##### Dokumenttext #####

Doppelselbstmord 1918 „Während der Vernehmung haben sich beide erschossen“

Nettetal · Der Lobbericher Bürgermeister hielt in seinem Polizeibericht die Ereignisse fest. Künstler griffen den Doppelselbstmord auf

 Auf dem evangelischen Friedhof in Kaldenkirchen erinnert ein Gedenkstein an Adalbert Cohrs und Bernhard Graf von Uxkull-Gyllenband.

Auf dem evangelischen Friedhof in Kaldenkirchen erinnert ein Gedenkstein an Adalbert Cohrs und Bernhard Graf von Uxkull-Gyllenband.

Foto: Busch, Franz-Heinrich (bsen)/Busch, Franz Heinrich (bsen)

Erst ein Quellenfund der Archivamtsrätin Vera Meyer-Rogmann im Gemeindearchiv von Lobberich machte es möglich, die Details des Doppelselbstmordes von Adalbert Cohrs und Bernhard Graf von Uxkull-Gyllenband im Heimatbuch des Kreises Viersen 2004 bekannt zu machen.

Lobberichs Bürgermeister berichtete am 29. Juli 1918: „Gestern Nachmittag ging der Polizeiverwaltung die Nachricht zu, dass beim Metzger Strucken hierselbst zwei bessere Herren mit der Bitte vorstellig geworden seien, sie über die Grenze zu bringen. Strucken, der das Verlangen abgelehnt hat, meldete dies sofort der hiesigen Stelle. Die sofort aufgenommenen Ermittlungen führten zur Festnahme zweier Personen, die sich im Hotel Meiners, hier, aufhielten. Die beiden legitimierten sich mit militärischen Papieren und zwar zeigte der Aeltere einen Militärfahrschein und das Besitzzeugnis über das Verwundeten-Abzeichen lautend auf den Namen; Leutnant der Reserve Cohrs. Ersatz Abteilung Feld –Artillerie Regiment 69/70. Der Jüngere legitimierte sich mit einem in einer belgischen Garnison befindlichen Kriegsschule ausgestellten Urlaubspass, lautend auf den Namen: Fahnenjunker Graf Uxküll vom I. Garde-Feld-Artillerie-Regiment.

##### Rohdaten #####

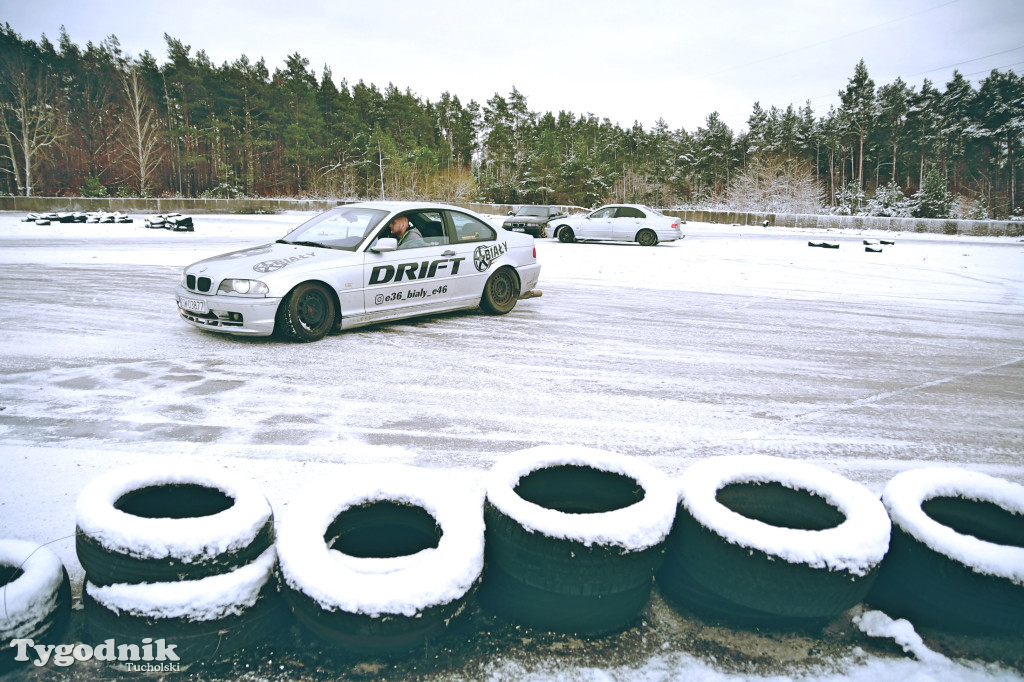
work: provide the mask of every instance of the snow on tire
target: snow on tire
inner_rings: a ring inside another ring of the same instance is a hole
[[[453,472],[345,467],[285,510],[282,592],[307,629],[337,646],[422,650],[475,594],[481,505],[482,491]]]
[[[714,457],[683,472],[658,573],[698,612],[765,625],[821,625],[867,594],[891,523],[866,487],[803,462]]]
[[[226,573],[195,581],[82,589],[90,641],[164,640],[182,664],[234,651],[280,627],[287,610],[272,579],[273,547]]]
[[[86,485],[77,517],[78,558],[94,585],[209,578],[273,544],[263,494],[211,467],[112,471]]]
[[[1024,485],[958,468],[886,485],[893,539],[868,600],[914,625],[1024,632]]]
[[[650,597],[676,494],[656,469],[605,451],[543,445],[486,477],[481,601],[546,630],[628,627]]]
[[[13,665],[13,639],[49,643],[71,614],[71,583],[57,555],[24,540],[0,540],[0,673]]]

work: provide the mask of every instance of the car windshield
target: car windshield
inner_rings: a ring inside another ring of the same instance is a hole
[[[342,206],[308,220],[278,240],[283,244],[303,244],[326,249],[355,251],[359,242],[374,230],[387,211]]]

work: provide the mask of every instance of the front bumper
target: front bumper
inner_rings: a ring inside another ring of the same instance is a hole
[[[193,327],[242,336],[270,336],[280,298],[209,296],[174,288],[178,314]]]

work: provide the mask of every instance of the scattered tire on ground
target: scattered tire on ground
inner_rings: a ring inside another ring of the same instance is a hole
[[[237,473],[125,468],[79,496],[76,549],[97,586],[170,583],[228,572],[273,544],[273,513]]]
[[[699,613],[818,627],[867,594],[890,530],[876,496],[825,469],[709,458],[683,472],[658,586]]]
[[[164,640],[174,645],[182,669],[256,643],[287,616],[272,580],[275,558],[269,547],[226,573],[173,583],[101,587],[86,573],[82,601],[89,643]]]
[[[483,569],[482,492],[460,479],[349,466],[290,506],[278,539],[281,589],[299,622],[374,654],[422,651],[445,634]]]
[[[871,603],[914,625],[1024,636],[1024,485],[915,469],[882,501],[893,538]]]
[[[13,639],[57,643],[71,615],[71,583],[57,555],[24,540],[0,540],[0,674],[16,665]]]
[[[632,458],[541,446],[486,477],[481,601],[525,625],[599,634],[647,604],[675,513],[675,492]]]

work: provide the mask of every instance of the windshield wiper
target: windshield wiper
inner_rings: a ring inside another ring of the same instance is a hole
[[[328,246],[326,244],[321,244],[319,242],[286,242],[285,240],[278,240],[278,244],[291,244],[293,246],[311,246],[319,249],[333,249],[334,247]]]

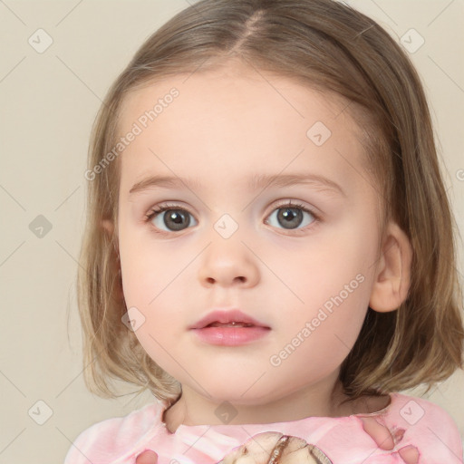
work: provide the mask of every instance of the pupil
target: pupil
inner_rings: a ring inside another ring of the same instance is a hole
[[[183,226],[188,226],[190,220],[188,215],[186,215],[180,211],[180,209],[169,209],[167,211],[169,213],[167,215],[167,219],[165,218],[164,223],[169,228],[173,230],[180,230]],[[169,221],[172,221],[172,224],[168,224]],[[186,222],[186,224],[182,224],[182,222]]]
[[[295,226],[296,227],[303,220],[303,212],[297,208],[286,208],[281,211],[283,212],[278,214],[278,218],[285,219],[283,220],[283,226],[286,228],[292,228],[291,227],[287,227],[287,226]]]

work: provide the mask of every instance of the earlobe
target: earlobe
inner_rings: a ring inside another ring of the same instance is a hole
[[[408,236],[391,222],[381,250],[369,306],[375,311],[394,311],[403,303],[411,285],[412,246]]]

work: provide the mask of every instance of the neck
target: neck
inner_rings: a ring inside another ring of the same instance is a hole
[[[338,372],[336,372],[338,374]],[[277,400],[243,398],[215,401],[183,386],[180,398],[164,413],[168,430],[174,433],[184,425],[237,425],[298,420],[311,416],[341,417],[354,413],[353,402],[342,404],[347,397],[338,379],[324,379]]]

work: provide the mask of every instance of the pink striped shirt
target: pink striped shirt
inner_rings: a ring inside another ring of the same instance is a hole
[[[392,393],[389,406],[371,414],[308,417],[268,424],[179,425],[170,433],[162,421],[165,401],[155,401],[125,417],[107,419],[82,431],[64,464],[134,464],[146,450],[159,464],[216,464],[252,436],[278,431],[316,445],[334,464],[404,464],[401,449],[412,445],[419,464],[462,464],[462,441],[456,423],[440,407],[423,399]],[[404,434],[392,450],[381,450],[364,431],[362,417],[374,417],[394,434]]]

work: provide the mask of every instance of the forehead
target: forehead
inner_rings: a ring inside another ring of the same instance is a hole
[[[120,136],[139,132],[121,157],[121,188],[150,169],[214,174],[218,186],[240,180],[245,172],[309,167],[321,173],[322,165],[340,177],[341,165],[347,170],[363,158],[360,130],[346,105],[333,93],[249,68],[154,82],[129,93],[121,105]]]

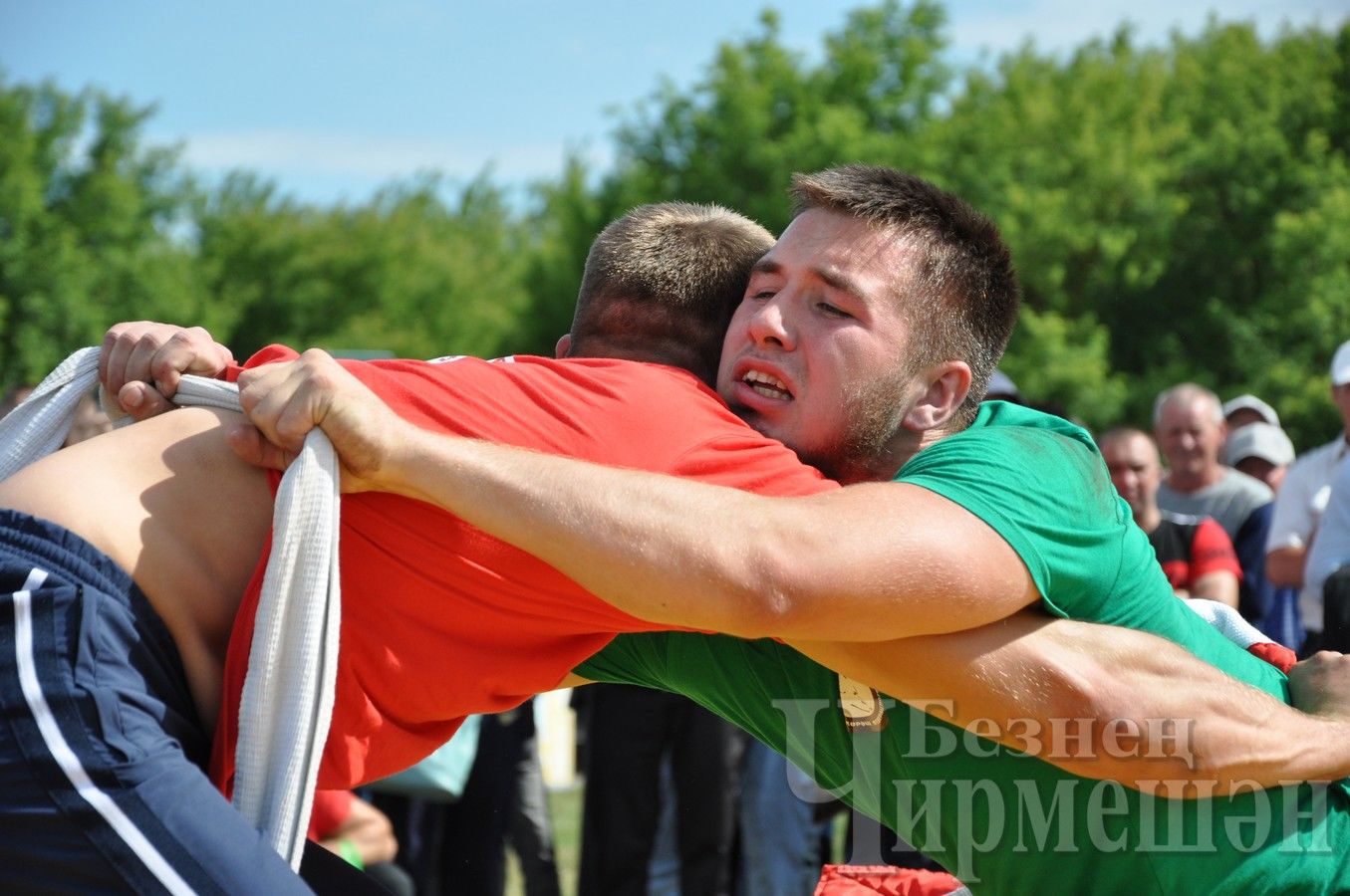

#####

→ Aufgabenbeschreibung
Wiederhole bitte aus dem Text über den Doppelselbstmord von 1918 wörtlich den Abschnitt, der mit „Foto: Busch, Franz-Heinrich“ beginnt und mit „bekannt zu machen.“ endet.

→ Antwortbereich
Foto: Busch, Franz-Heinrich (bsen)/Busch, Franz Heinrich (bsen)

Erst ein Quellenfund der Archivamtsrätin Vera Meyer-Rogmann im Gemeindearchiv von Lobberich machte es möglich, die Details des Doppelselbstmordes von Adalbert Cohrs und Bernhard Graf von Uxkull-Gyllenband im Heimatbuch des Kreises Viersen 2004 bekannt zu machen.